Please copy out the lines below word for word, leaving out the pictures.

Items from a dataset
----------------
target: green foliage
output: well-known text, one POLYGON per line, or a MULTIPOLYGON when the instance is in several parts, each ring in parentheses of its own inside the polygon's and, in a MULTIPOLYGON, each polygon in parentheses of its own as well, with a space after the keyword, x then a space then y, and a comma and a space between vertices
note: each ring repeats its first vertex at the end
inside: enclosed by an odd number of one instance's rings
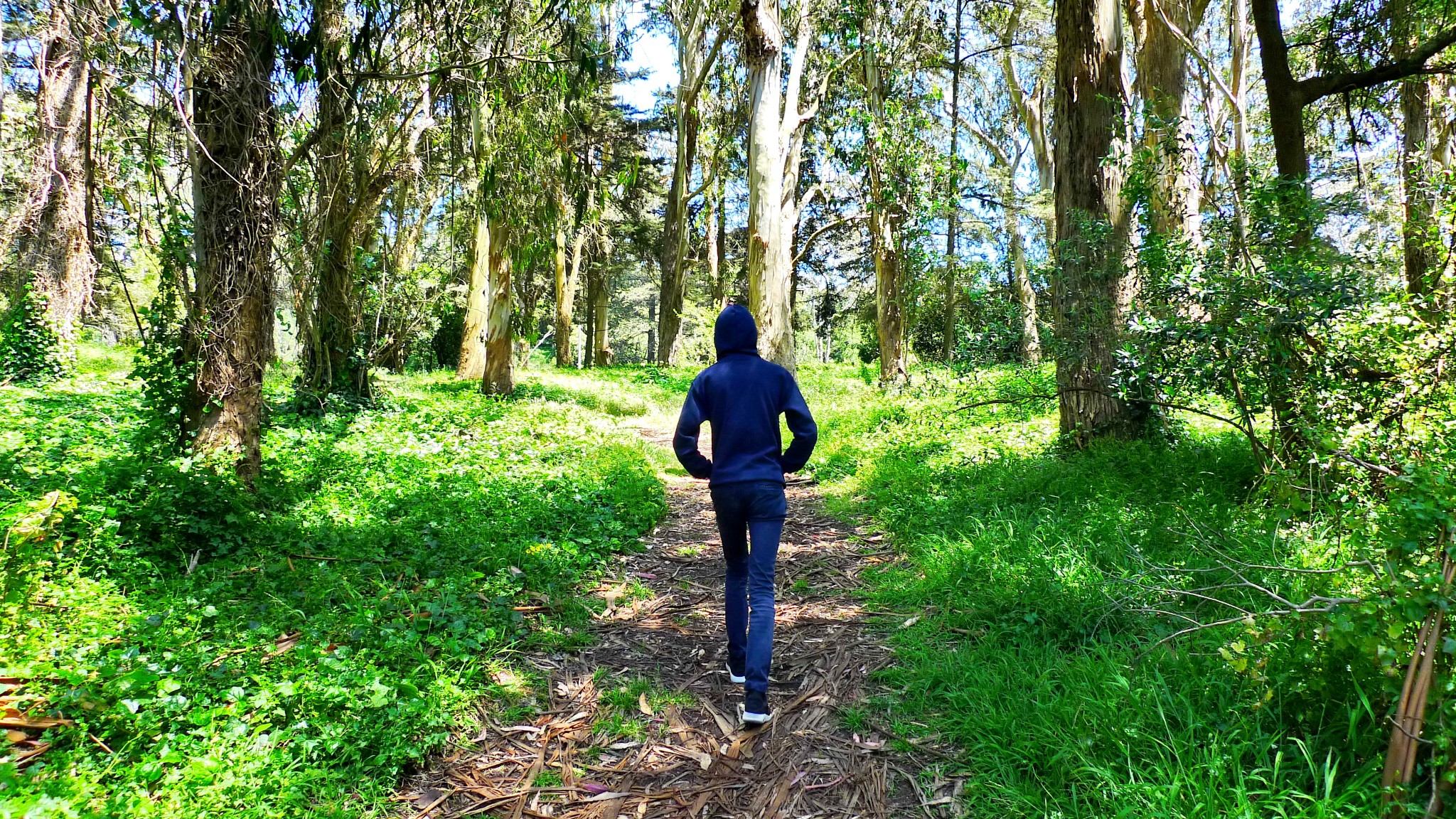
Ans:
MULTIPOLYGON (((1373 650, 1315 616, 1155 647, 1187 625, 1159 611, 1223 606, 1140 589, 1150 565, 1216 567, 1210 533, 1248 563, 1340 565, 1361 554, 1340 514, 1294 522, 1251 494, 1246 442, 1206 418, 1172 443, 1063 452, 1053 401, 960 410, 1047 392, 1050 370, 879 395, 801 367, 815 475, 903 555, 868 581, 897 656, 871 713, 961 749, 943 772, 970 816, 1370 815, 1390 697, 1373 650)), ((1286 596, 1350 579, 1252 577, 1286 596)))
POLYGON ((0 622, 9 622, 13 611, 25 611, 36 573, 50 565, 39 546, 55 542, 54 551, 61 549, 57 530, 73 512, 76 498, 60 490, 7 510, 0 546, 0 622))
POLYGON ((0 325, 0 380, 44 383, 73 364, 74 351, 45 316, 45 296, 26 283, 0 325))
POLYGON ((131 376, 141 380, 144 426, 135 440, 144 456, 165 458, 179 450, 183 442, 182 411, 197 377, 197 363, 188 360, 183 348, 186 328, 181 281, 189 240, 182 230, 183 219, 173 214, 165 223, 157 293, 149 306, 138 310, 144 332, 131 376))
POLYGON ((275 408, 252 493, 140 462, 132 383, 0 389, 4 493, 76 498, 35 541, 48 605, 0 628, 0 675, 76 726, 0 767, 0 813, 360 815, 473 730, 510 648, 579 640, 577 583, 665 507, 635 434, 444 376, 390 388, 389 410, 275 408), (523 619, 527 596, 550 612, 523 619))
----------------
**REPLY TO THE TASK**
target: green foliage
output: well-known text, one POLYGON per line, or a MULTIPOLYGON when the instance is in several parts, each ring in parentheses of its own inside the polygon's and, in a MULTIPOLYGON, each polygon in parentheses of its own as well, with a space after the keyword, x then a space then y, and a comma and a space between vertices
note: each ring repeats its first vertex at the end
inside: enclosed by an odd number of one instance's rings
Ans:
MULTIPOLYGON (((1373 650, 1315 616, 1155 647, 1187 625, 1159 611, 1223 606, 1140 589, 1150 565, 1216 567, 1210 533, 1248 563, 1340 565, 1361 554, 1340 514, 1294 522, 1251 494, 1246 442, 1206 418, 1172 443, 1063 452, 1053 401, 960 410, 1047 392, 1050 370, 879 395, 801 367, 815 475, 903 555, 868 581, 897 656, 871 713, 961 749, 943 772, 970 816, 1370 815, 1390 697, 1373 650)), ((1286 596, 1350 579, 1252 577, 1286 596)))
POLYGON ((0 622, 9 622, 13 611, 25 611, 36 573, 50 565, 39 546, 55 542, 54 551, 61 549, 57 530, 73 512, 76 498, 60 490, 7 510, 0 546, 0 622))
POLYGON ((0 325, 0 380, 44 383, 73 364, 74 351, 45 316, 45 296, 26 283, 0 325))
POLYGON ((131 376, 141 380, 144 426, 135 440, 144 456, 165 458, 179 450, 183 442, 182 411, 197 377, 197 363, 188 360, 183 348, 186 328, 181 281, 189 240, 182 230, 183 219, 173 214, 165 223, 157 293, 149 306, 138 310, 144 332, 131 376))
POLYGON ((275 408, 252 493, 140 462, 132 383, 0 389, 4 493, 76 498, 35 541, 48 605, 0 628, 0 675, 76 726, 0 767, 0 813, 360 815, 473 730, 510 648, 579 640, 577 583, 665 507, 635 434, 444 376, 390 388, 389 410, 275 408), (523 619, 527 596, 550 612, 523 619))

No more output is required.